What you should do ->
Pull each line with the string "corner" from the entries.
START Data to examine
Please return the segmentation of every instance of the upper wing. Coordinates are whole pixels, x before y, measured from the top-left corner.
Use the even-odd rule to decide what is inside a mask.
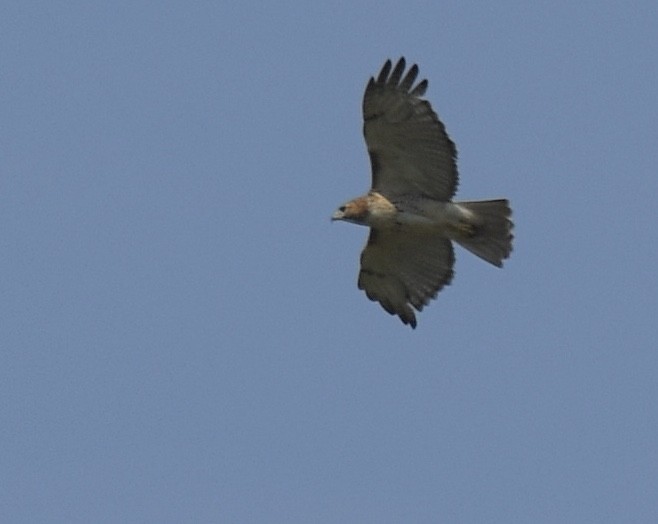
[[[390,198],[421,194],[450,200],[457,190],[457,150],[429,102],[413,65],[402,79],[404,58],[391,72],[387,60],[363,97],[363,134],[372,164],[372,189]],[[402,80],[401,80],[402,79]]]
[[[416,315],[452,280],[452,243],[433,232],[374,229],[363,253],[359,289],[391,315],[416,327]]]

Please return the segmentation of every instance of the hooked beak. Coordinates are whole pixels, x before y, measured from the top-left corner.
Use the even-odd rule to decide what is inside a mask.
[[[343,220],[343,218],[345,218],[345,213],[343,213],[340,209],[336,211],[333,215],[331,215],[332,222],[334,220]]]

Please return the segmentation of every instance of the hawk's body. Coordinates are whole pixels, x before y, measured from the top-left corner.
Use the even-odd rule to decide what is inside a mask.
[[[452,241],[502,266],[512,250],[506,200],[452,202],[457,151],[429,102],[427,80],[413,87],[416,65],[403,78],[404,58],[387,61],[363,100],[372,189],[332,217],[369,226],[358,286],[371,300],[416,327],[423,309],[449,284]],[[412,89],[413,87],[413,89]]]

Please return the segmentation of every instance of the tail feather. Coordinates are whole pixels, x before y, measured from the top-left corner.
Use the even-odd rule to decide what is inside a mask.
END Data to examine
START Data to examine
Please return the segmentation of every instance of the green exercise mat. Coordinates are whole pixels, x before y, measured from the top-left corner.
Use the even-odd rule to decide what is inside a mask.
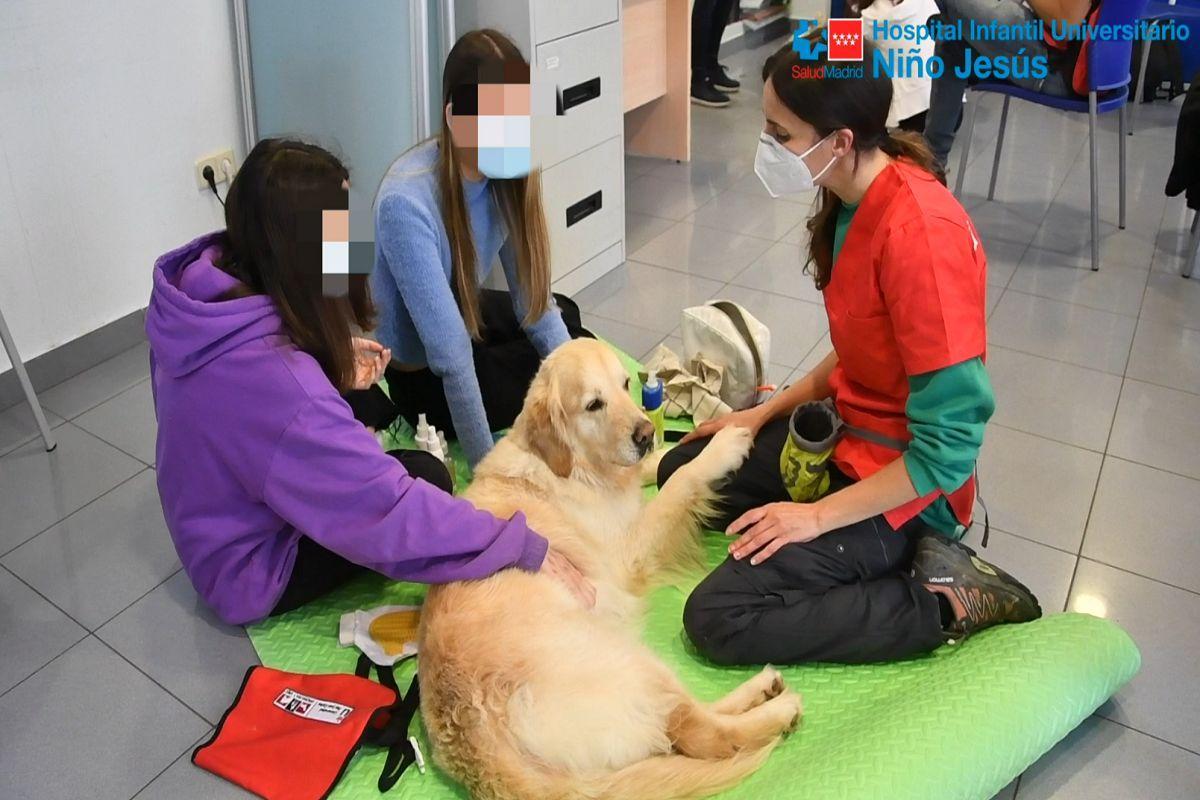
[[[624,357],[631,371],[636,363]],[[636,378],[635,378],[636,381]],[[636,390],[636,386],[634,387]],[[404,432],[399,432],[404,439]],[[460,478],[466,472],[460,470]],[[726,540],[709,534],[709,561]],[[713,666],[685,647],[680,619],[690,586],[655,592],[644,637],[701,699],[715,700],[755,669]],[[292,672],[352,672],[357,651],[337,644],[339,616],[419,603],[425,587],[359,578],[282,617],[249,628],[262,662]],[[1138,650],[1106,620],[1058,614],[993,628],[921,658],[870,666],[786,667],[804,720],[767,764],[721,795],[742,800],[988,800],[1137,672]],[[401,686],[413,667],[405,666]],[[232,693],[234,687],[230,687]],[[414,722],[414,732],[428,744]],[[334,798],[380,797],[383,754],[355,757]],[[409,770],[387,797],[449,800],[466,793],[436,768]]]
END Data to examine
Exercise answer ->
Please return the segmentation of every instance of the upper wing. Coordinates are whole pixels, x before y, measured from the top-left corner.
Please return the segmentation of every instance of the hooked beak. Coordinates are whole pixels, x before y, measured from the top-left corner.
Please return the segmentation of every instance of the hawk's body. Coordinates are whole pixels, x before y, measured from the top-left corner.
Please return the segmentation of every instance of the tail feather. Coordinates are whole pixels, x before y, measured from the top-left corner.
Please return the segmentation of every instance of the green exercise mat. Coordinates are whole pixels, x before y, measured from the top-left corner.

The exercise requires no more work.